→ Provided passage:

The Most Trusted News in Phoenix

 
 
 
 
Kidney Donor, Recipient Meet in Phoenix
Share Email Bookmark
They live in the same small city but didn't know each other

It's a match made in... Bullhead City.

Mike Newman retired as a police sergeant there in 2006.  A year before that, he began having health problems, but "I didn't know how sick I was." 

Within a year after retiring, Newman found out his kidneys were failing and he was put on dialysis.  Since then, he's been waiting for a kidney transplant.

Kellie Boff heard about Newman's plight.  She is the operations director for the Bullhead City Chamber of Commerce.  "I signed up as an organ donor as soon as I got my driver's license," she says, "and I've been giving blood almost that long."

She went to get tested to see if she could give Newman one of her kidneys.  It turns out she was a good tissue match.

The surgery is expected to be performed at Mayo Clinic Hospital in north Phoenix in early September.  "They've been great," Boff said at a news conference.  "If you have to get poked and prodded, this is the place to get it done."

Newman is grateful that someone he never knew before would be willing to donate a kidney for him.

Dr. James Ivie of the National Kidney Foundation of Arizona says more than 100,000 people in the US are on dialysis waiting for a kidney transplant because there's a severe shortage of donors.  He said it's at least a 3½ year wait for a new kidney, and for many patients, it can be seven years.

Boff says the match was obviously meant to be: "The bottom line is I hope that other people may step up to the plate.  When they look at little ol' me here, that they'll say, if she can do it, I can do it."

PHOTO: (From left) Dr. Raymond Heilman of Mayo Clinic Hospital, Kellie Boff, and Mike Newman talk to reporters.

Saved entries
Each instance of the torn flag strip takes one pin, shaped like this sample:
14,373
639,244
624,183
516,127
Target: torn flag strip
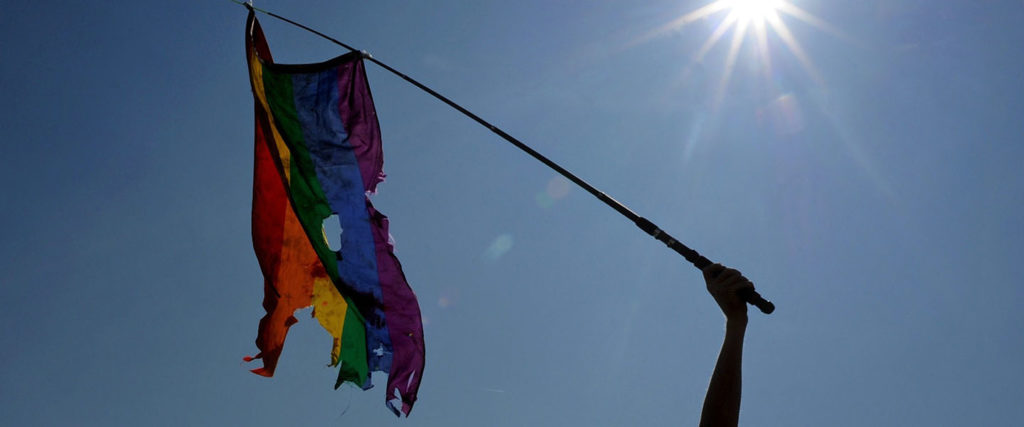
318,153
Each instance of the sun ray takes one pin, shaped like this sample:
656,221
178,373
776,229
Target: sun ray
760,30
679,23
716,36
730,61
812,20
783,33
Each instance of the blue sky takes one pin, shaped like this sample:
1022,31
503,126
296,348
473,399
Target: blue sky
879,206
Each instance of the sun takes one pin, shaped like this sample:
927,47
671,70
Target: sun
749,19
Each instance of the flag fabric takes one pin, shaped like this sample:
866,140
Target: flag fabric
317,153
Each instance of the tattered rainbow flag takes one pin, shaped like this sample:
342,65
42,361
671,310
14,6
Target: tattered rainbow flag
318,153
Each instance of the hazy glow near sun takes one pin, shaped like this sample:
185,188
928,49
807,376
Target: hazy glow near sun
748,19
748,10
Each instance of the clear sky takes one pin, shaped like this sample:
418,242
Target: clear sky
871,189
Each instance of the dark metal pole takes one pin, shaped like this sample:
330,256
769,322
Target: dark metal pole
699,261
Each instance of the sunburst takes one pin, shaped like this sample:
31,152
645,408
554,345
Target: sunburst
743,16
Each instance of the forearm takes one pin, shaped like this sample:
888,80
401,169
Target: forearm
722,402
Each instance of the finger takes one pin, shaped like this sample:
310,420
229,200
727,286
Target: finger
712,271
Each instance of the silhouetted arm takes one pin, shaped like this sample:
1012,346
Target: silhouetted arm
722,401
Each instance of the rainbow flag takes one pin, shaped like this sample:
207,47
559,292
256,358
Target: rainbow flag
318,153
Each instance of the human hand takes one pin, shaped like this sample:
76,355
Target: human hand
725,284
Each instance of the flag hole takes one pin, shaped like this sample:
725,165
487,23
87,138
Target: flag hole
332,229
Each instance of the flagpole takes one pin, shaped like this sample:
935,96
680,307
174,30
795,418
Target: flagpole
699,261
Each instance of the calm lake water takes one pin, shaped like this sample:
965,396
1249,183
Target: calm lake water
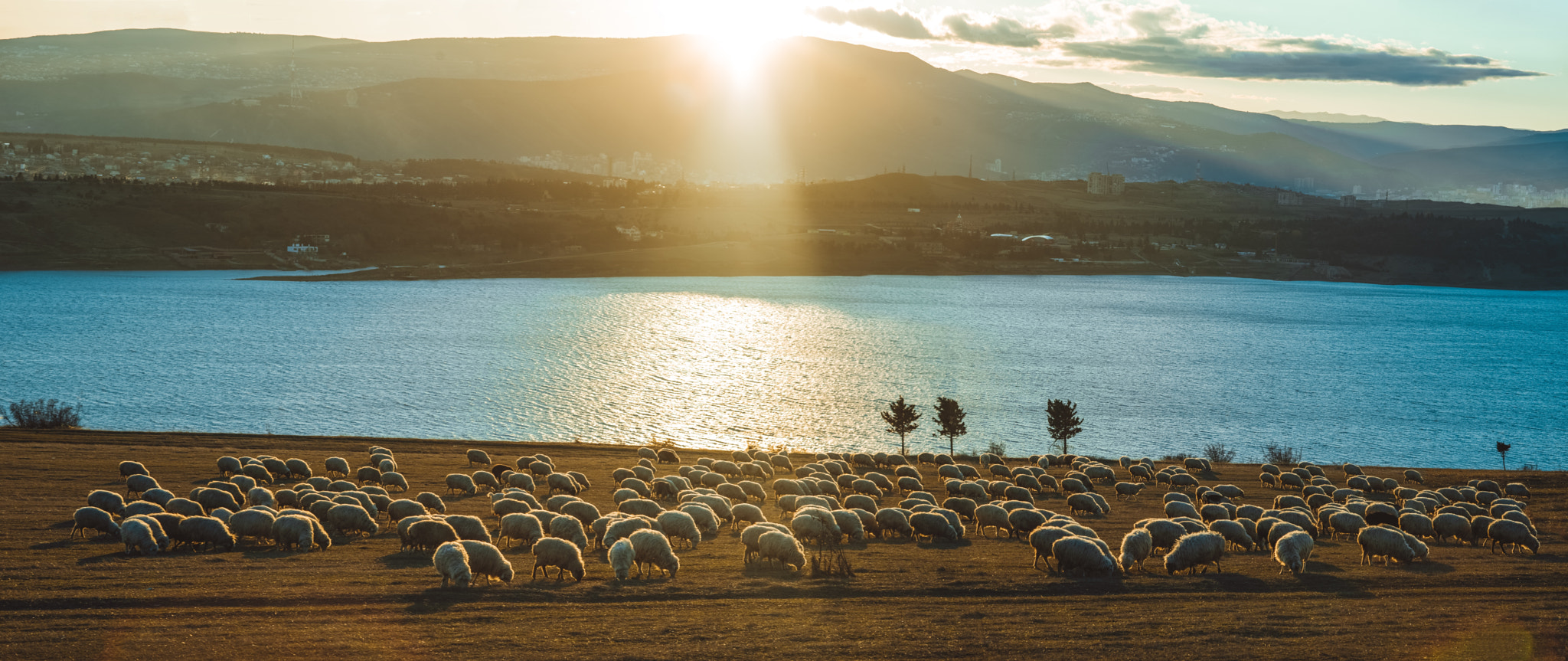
1380,375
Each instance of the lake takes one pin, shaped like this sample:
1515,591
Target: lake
1369,374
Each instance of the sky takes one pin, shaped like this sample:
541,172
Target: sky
1436,61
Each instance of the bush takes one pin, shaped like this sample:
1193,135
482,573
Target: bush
1217,453
43,415
1282,456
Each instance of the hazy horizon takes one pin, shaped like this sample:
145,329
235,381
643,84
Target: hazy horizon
1449,65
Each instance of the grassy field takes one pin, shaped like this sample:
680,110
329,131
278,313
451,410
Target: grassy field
978,597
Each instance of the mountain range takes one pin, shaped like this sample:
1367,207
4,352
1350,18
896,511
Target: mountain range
818,107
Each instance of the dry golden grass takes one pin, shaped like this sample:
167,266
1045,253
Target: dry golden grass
87,599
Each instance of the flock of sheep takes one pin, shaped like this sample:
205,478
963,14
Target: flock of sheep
838,496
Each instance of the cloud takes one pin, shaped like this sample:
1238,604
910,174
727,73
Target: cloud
1173,40
1004,32
1174,57
885,21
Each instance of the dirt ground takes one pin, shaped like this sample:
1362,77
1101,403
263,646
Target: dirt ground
978,597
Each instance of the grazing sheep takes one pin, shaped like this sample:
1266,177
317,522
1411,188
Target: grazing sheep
570,529
1083,556
452,564
652,550
203,531
1292,551
1174,509
1383,542
1504,532
1234,532
775,545
253,523
107,501
469,528
486,561
519,526
462,483
1195,550
94,519
1135,547
932,525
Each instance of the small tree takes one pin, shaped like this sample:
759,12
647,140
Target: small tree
902,420
1063,421
949,421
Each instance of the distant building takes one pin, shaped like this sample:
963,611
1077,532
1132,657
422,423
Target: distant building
1106,184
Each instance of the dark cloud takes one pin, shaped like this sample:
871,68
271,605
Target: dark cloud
885,21
1004,32
1312,60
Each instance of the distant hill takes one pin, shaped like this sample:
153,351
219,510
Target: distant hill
1334,118
830,109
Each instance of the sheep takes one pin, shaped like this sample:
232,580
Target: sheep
1083,556
107,501
1504,532
1195,550
652,550
932,525
1180,509
486,561
452,564
776,545
204,529
1383,542
253,523
1292,551
571,529
432,501
1234,532
260,496
1135,547
469,528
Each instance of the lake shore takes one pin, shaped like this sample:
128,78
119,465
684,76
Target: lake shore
978,597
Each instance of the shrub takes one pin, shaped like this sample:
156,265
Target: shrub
43,415
1217,453
1282,456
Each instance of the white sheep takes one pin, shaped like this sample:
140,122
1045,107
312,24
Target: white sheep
1135,547
1292,551
1383,542
93,519
652,550
679,525
462,483
486,561
452,564
781,547
570,529
622,559
1083,556
201,531
253,523
137,536
1509,532
1195,550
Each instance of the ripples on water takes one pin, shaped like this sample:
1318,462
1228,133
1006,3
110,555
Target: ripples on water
1406,375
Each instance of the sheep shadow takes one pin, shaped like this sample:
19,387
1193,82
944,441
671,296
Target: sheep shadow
439,599
405,559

→ Using the information:
#1 In the kidney donor story, echo the text starting with "Dr. James Ivie" and going on through "be seven years.".
#2 Turn the paragraph in the kidney donor story that opens "Dr. James Ivie of the National Kidney Foundation" into a short bulleted list that keeps its main facts.
#3 Summarize the kidney donor story in two sentences.

→ Task-by-task solutions:
#1
Dr. James Ivie of the National Kidney Foundation of Arizona says more than 100,000 people in the US are on dialysis waiting for a kidney transplant because there's a severe shortage of donors.  He said it's at least a 3½ year wait for a new kidney, and for many patients, it can be seven years.

#2
- Dr. James Ivie is with the National Kidney Foundation of Arizona.
- More than 100,000 people in the US are on dialysis waiting for a kidney transplant.
- This is because there is a severe shortage of donors.
- The wait for a new kidney is at least 3½ years, and for many patients it can be seven years.

#3 Mike Newman, a retired Bullhead City police sergeant whose kidneys failed and who was put on dialysis, is to receive a kidney from Kellie Boff, the Bullhead City Chamber of Commerce operations director he never knew before, after testing showed she was a good tissue match. The surgery is expected at Mayo Clinic Hospital in north Phoenix in early September, and Boff hopes others will step up as donors amid a severe shortage that leaves more than 100,000 people in the US on dialysis waiting for a transplant.